-- START INPUT MATERIAL --

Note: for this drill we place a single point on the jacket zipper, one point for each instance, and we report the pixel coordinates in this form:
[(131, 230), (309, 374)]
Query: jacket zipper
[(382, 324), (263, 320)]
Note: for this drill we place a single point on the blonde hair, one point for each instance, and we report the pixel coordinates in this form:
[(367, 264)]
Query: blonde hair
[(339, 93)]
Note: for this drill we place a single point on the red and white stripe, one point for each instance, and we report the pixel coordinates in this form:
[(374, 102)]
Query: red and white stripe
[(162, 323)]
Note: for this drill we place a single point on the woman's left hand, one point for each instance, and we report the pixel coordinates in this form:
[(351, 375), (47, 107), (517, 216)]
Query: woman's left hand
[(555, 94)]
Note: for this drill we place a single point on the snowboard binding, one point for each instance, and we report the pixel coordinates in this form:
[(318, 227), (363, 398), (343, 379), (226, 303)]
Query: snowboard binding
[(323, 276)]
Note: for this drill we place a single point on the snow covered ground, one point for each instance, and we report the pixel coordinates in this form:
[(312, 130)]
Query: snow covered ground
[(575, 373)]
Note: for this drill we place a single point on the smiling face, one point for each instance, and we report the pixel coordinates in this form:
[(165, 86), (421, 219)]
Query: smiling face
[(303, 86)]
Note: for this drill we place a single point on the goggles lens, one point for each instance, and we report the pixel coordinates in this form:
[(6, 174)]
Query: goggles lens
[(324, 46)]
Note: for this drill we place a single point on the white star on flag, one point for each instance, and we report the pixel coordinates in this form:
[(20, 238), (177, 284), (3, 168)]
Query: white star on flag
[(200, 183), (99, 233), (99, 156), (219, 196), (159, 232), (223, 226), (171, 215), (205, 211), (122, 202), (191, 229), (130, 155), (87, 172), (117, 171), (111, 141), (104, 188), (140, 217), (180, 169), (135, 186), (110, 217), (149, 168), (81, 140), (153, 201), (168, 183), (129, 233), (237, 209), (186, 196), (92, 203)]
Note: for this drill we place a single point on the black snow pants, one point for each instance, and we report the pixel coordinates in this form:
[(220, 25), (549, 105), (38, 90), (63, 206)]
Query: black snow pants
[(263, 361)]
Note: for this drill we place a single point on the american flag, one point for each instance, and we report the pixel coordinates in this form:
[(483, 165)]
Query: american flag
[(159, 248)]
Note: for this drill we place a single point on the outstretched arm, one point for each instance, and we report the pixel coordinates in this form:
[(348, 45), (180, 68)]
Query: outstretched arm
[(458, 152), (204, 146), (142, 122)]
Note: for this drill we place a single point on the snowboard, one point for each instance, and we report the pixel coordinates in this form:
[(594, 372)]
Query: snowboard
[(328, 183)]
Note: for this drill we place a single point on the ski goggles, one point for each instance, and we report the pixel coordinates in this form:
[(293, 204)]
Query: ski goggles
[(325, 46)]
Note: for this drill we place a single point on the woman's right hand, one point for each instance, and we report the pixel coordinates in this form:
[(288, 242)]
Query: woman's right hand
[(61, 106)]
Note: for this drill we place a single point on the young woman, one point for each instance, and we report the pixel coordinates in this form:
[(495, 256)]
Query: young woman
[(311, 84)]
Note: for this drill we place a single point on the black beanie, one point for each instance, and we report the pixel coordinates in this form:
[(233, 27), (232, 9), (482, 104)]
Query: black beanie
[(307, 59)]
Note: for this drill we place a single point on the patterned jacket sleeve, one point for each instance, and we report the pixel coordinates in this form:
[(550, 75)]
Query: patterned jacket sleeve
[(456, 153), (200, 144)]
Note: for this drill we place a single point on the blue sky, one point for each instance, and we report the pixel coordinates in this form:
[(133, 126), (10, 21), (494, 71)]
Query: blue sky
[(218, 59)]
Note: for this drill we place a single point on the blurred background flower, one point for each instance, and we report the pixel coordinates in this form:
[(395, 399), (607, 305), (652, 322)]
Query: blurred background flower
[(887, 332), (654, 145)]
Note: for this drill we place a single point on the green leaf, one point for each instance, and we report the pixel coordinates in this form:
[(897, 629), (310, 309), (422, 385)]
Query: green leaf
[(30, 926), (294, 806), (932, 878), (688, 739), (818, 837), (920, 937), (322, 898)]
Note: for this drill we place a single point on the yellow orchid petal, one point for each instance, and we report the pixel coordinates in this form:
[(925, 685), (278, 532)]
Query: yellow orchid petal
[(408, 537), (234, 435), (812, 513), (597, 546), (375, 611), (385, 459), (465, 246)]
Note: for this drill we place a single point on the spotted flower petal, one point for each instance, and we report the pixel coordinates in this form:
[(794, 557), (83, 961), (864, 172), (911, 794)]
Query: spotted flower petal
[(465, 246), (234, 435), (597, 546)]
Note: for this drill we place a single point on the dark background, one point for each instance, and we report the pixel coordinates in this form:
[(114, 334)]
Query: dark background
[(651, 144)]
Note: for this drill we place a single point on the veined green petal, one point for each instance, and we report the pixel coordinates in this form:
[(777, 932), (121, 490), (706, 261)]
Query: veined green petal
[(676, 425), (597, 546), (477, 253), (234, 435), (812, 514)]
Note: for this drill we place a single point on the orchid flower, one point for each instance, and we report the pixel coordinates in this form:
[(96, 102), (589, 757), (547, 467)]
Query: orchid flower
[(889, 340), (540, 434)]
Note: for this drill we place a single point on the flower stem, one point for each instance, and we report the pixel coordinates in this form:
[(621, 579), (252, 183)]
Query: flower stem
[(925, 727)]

-- END INPUT MATERIAL --

### [GOAL OF THE EXERCISE]
Find the line containing "on the dark". Reproduce it exactly, along with every line after it through the last.

### [TASK RESULT]
Note: for this drill we place a single point on the dark background, one point for each instance, and we report the pixel coordinates in this form:
[(114, 334)]
Query: dark background
[(651, 144)]
Note: for this drill we place a single point on the veined green petal, one point for each instance, and we report the pixel coordinates in this form:
[(777, 932), (121, 490), (706, 261)]
Query: veined green petal
[(676, 425), (597, 546), (477, 253), (234, 435), (812, 514)]
Note: for this drill we place a single point on the orchid flower, one point for each instance, and we report the pixel coordinates in this form:
[(96, 102), (589, 757), (547, 467)]
Query: orchid flower
[(889, 340), (540, 434)]
Note: for this drill we place a single point on the flower stem, one point for each instance, and we report the pixel coordinates in this form:
[(621, 579), (252, 183)]
Query: flower stem
[(925, 727)]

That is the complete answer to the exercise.